**本文**:
'02年08号 No.51

☆作業日あれこれ

梅雨の終わりにテングタケ発生

 7月の作業日は午後を、毎年、活動開始のお祝いの日としています。この日は夜半からの雨が続いていましたが、例によって問い合わせの電話は全くありません。既に7時より焼き鳥名人を先頭に地鶏の解体が行われており、私が出てきた時は丸橋や井上などが内臓を処理した鶏をごしごしと洗っていました。誰も人が来なくて無駄になるとは考えてもいないようです。雨が強くなっても作業小屋に入りきらない参加者が集えるように、センターの軒からシートを張り出してと雨に備えた準備も進めました。観察会を実施する時間には小降りとなり、何とか作業ができそうと喜んでいたのですが、今回も、早く観察会を切り上げて作業に移ろうとしたのに、いっこうに参加した皆さんが帰ってきません。泉に続き今月の井上もカラオケマイク独占状態で観察会をやっているようです。帰ってきた時に、思わず雨脚が強くなって作業ができなくなったら、照る照る坊主の代わりに軒からぶら下げると言ってしまいました。この日の作業は午前中だけ、筍処理後に発生した細いタケを伐る竹林整備、タケを撲滅しようとしているエリアに刈り残ったタケを見つけての刈り取り、我が物顔に伸び始めているクズ退治、テングス病の出たタケの伐採と焼却、そして、にぎやかにお昼の準備です。焼き鳥、焼き茄子、酒飲み大将一門の手打ちうどん、ソメヤンハサケガスキー氏得意の焼きそばです。山田親方は、鶏のガラを煮込んで、ぶっかけうどんの次に食べるかけうどんのスープをとっていました。食事の際につき物の冷えた例の物は、冷蔵庫で冷やすだけでは足りそうにありませんでしたが、昨夕、丸橋が禁じ手をやっておりましたので、充分に皆様に届くこととなりました。禁じ手とは主のお留守のハリヨ池にケースごと浸けることなのですが、まぁ、一般利用者にわからないように全体を刈り取った草で覆いカムフラージュをしていましたので、良しとしました。(西瓜を冷やすのにもちょうど良い水温) こうして、5年目に入った活動日の午後が楽しく過ぎ去りました。

**提供情報**:
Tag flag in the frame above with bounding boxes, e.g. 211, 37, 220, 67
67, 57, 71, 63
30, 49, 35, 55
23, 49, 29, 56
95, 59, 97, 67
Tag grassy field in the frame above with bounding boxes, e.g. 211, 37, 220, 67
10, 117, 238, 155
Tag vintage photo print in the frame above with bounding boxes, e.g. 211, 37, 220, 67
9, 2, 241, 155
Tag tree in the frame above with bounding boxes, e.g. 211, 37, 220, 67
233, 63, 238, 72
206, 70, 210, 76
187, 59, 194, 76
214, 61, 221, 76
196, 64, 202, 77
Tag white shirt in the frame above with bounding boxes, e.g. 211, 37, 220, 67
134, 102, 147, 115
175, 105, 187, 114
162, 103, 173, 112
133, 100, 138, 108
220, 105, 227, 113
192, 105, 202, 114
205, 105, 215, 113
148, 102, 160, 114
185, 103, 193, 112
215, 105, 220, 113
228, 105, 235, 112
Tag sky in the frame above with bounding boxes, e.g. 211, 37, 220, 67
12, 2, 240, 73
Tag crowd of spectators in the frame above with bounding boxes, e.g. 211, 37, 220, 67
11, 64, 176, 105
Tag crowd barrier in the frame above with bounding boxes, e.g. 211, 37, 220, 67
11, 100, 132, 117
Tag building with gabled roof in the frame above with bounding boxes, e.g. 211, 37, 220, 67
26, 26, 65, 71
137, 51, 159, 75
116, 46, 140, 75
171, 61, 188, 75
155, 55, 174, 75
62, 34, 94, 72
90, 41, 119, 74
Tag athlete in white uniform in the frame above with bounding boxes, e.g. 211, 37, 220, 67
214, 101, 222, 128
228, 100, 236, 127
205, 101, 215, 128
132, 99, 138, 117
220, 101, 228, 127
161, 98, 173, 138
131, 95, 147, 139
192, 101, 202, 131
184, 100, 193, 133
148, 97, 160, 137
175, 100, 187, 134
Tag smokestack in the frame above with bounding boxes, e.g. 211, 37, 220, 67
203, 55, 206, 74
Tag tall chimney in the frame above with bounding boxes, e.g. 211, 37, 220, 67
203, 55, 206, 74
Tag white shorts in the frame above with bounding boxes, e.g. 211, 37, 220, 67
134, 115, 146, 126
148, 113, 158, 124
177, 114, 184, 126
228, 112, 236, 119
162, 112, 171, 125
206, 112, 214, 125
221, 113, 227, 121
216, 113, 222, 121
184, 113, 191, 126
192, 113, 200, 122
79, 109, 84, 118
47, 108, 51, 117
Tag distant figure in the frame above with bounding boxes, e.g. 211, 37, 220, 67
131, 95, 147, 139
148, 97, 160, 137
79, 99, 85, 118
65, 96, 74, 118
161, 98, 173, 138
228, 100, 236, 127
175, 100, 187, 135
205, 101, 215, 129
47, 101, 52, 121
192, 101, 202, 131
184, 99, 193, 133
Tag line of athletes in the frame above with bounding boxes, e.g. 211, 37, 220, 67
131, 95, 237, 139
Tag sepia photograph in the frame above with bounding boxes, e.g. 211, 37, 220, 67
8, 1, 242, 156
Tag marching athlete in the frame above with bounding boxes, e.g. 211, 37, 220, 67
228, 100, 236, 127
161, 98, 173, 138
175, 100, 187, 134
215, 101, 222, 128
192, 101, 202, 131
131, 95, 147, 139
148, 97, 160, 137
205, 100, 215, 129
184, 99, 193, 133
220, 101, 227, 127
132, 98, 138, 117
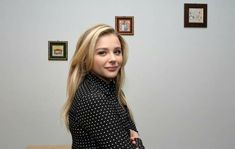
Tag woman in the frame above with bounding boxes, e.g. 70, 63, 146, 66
61, 24, 143, 149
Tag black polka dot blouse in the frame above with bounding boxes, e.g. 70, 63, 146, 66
69, 73, 140, 149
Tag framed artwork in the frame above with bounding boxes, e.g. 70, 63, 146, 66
48, 41, 68, 61
115, 16, 134, 35
184, 3, 207, 28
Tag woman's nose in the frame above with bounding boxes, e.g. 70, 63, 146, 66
109, 53, 116, 63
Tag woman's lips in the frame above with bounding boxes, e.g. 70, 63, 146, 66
106, 67, 118, 71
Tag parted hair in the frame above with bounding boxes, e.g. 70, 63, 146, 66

**指示 A**: 本文から、「7月の作業日は午後を、毎年、」を含む語句で始まり「午後が楽しく過ぎ去りました。」で終わる部分を、一字一句変えずに抜き出しなさい。
**指示 B**: 本文中の「こうして、5年目に入った活動日の午後が楽しく過ぎ去りました。」という一文を英語に訳しなさい。
**指示 C**: 本文によると、7月の作業日の午後は毎年どのような日とされているか。

**正解 A**:
7月の作業日は午後を、毎年、活動開始のお祝いの日としています。この日は夜半からの雨が続いていましたが、例によって問い合わせの電話は全くありません。既に7時より焼き鳥名人を先頭に地鶏の解体が行われており、私が出てきた時は丸橋や井上などが内臓を処理した鶏をごしごしと洗っていました。誰も人が来なくて無駄になるとは考えてもいないようです。雨が強くなっても作業小屋に入りきらない参加者が集えるように、センターの軒からシートを張り出してと雨に備えた準備も進めました。観察会を実施する時間には小降りとなり、何とか作業ができそうと喜んでいたのですが、今回も、早く観察会を切り上げて作業に移ろうとしたのに、いっこうに参加した皆さんが帰ってきません。泉に続き今月の井上もカラオケマイク独占状態で観察会をやっているようです。帰ってきた時に、思わず雨脚が強くなって作業ができなくなったら、照る照る坊主の代わりに軒からぶら下げると言ってしまいました。この日の作業は午前中だけ、筍処理後に発生した細いタケを伐る竹林整備、タケを撲滅しようとしているエリアに刈り残ったタケを見つけての刈り取り、我が物顔に伸び始めているクズ退治、テングス病の出たタケの伐採と焼却、そして、にぎやかにお昼の準備です。焼き鳥、焼き茄子、酒飲み大将一門の手打ちうどん、ソメヤンハサケガスキー氏得意の焼きそばです。山田親方は、鶏のガラを煮込んで、ぶっかけうどんの次に食べるかけうどんのスープをとっていました。食事の際につき物の冷えた例の物は、冷蔵庫で冷やすだけでは足りそうにありませんでしたが、昨夕、丸橋が禁じ手をやっておりましたので、充分に皆様に届くこととなりました。禁じ手とは主のお留守のハリヨ池にケースごと浸けることなのですが、まぁ、一般利用者にわからないように全体を刈り取った草で覆いカムフラージュをしていましたので、良しとしました。(西瓜を冷やすのにもちょうど良い水温) こうして、5年目に入った活動日の午後が楽しく過ぎ去りました。

**正解 B**: In this way, the afternoon of the activity day, now in its fifth year, passed happily.

**正解 C**: 活動開始のお祝いの日